課題の内容: 山科の毘沙門堂を扱った文章のうち、「今から八年ほど前、旧東海道を」で始まり「万坪と広大な敷地を誇ります。」で終わる部分を、一字も変えずに書き写してください。

前回投稿した月心寺に続き、今回も山科です。
今から八年ほど前、旧東海道を歩いた私は、往路の最終日、早朝水口を発ち、石部、草津、大津を経て、午後三時過ぎにようやく山科に入りました。山科から三条大橋まではおよそ六キロ、車ならあっという間ですし、徒歩でも寄り道せずに早足で歩けば一時間と少しの距離ですから、指呼の間といえます。山科に足を踏み入れたときは、ゴールの三条大橋が視界に入ったようでだいぶ気持ちが軽くなりましたが、あいにく足のほうがそろそろ限界に来ており、暗くなる前に三条大橋に到着したいということもあって、寄り道したくとも省略せざるを得ない場所がいくつかありました。その一つが毘沙門堂です。
毘沙門堂は旧東海道の北おそよ八百メートル、東山の山麓にある天台宗のお寺で、明治になり縮小させられたそうですが、今でもおよそ十万坪と広大な敷地を誇ります。

記録一覧:
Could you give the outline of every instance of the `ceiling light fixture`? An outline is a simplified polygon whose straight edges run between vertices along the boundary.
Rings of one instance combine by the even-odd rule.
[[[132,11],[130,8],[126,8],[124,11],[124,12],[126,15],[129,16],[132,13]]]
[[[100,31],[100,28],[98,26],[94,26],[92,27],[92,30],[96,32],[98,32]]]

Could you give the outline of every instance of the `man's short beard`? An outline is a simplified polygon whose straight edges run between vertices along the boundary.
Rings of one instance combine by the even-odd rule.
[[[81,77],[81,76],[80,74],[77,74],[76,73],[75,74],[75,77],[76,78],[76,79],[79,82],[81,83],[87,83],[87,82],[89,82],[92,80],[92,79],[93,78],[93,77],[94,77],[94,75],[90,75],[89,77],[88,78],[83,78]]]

* * *

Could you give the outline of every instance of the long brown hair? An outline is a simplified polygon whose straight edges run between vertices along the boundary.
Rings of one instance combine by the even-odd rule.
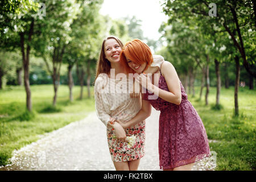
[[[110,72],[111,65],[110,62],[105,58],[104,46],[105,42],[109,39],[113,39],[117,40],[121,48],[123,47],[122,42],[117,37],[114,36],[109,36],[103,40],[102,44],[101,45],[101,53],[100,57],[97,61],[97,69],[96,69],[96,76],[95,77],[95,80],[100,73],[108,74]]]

==

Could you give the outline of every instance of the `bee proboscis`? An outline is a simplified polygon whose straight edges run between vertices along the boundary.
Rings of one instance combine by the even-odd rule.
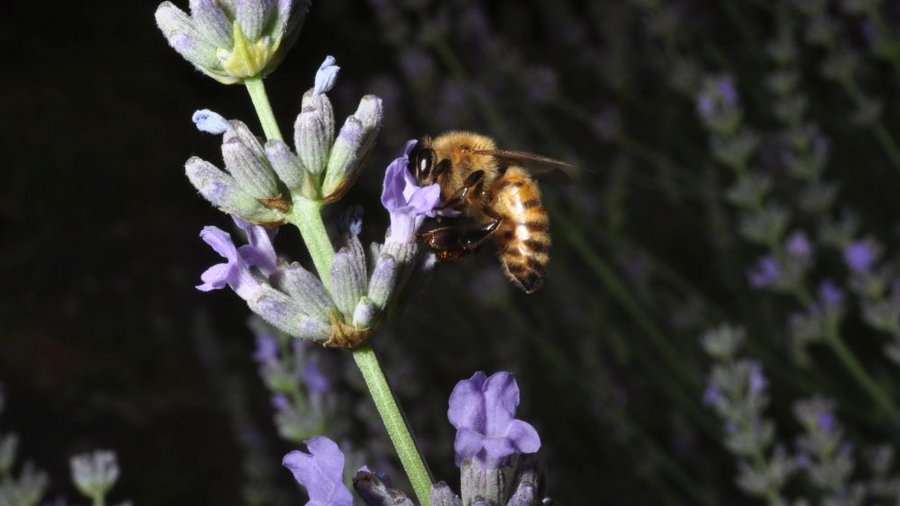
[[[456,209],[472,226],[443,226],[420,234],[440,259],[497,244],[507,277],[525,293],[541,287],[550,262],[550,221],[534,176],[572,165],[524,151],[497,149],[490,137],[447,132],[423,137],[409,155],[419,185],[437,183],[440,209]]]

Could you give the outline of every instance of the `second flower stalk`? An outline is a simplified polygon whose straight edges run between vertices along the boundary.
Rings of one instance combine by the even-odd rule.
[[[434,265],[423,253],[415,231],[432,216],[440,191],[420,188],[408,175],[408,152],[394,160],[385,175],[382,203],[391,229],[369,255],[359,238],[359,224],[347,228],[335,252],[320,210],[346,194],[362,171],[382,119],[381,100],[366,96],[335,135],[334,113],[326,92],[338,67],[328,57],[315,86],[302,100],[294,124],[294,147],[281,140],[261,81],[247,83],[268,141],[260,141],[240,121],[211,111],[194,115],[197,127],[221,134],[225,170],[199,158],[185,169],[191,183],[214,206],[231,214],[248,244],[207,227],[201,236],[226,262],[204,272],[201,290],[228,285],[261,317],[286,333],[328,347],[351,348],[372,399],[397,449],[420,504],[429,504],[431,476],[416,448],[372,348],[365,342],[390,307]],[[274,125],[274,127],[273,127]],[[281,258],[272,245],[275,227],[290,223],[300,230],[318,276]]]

解答:
今から八年ほど前、旧東海道を歩いた私は、往路の最終日、早朝水口を発ち、石部、草津、大津を経て、午後三時過ぎにようやく山科に入りました。山科から三条大橋まではおよそ六キロ、車ならあっという間ですし、徒歩でも寄り道せずに早足で歩けば一時間と少しの距離ですから、指呼の間といえます。山科に足を踏み入れたときは、ゴールの三条大橋が視界に入ったようでだいぶ気持ちが軽くなりましたが、あいにく足のほうがそろそろ限界に来ており、暗くなる前に三条大橋に到着したいということもあって、寄り道したくとも省略せざるを得ない場所がいくつかありました。その一つが毘沙門堂です。
毘沙門堂は旧東海道の北おそよ八百メートル、東山の山麓にある天台宗のお寺で、明治になり縮小させられたそうですが、今でもおよそ十万坪と広大な敷地を誇ります。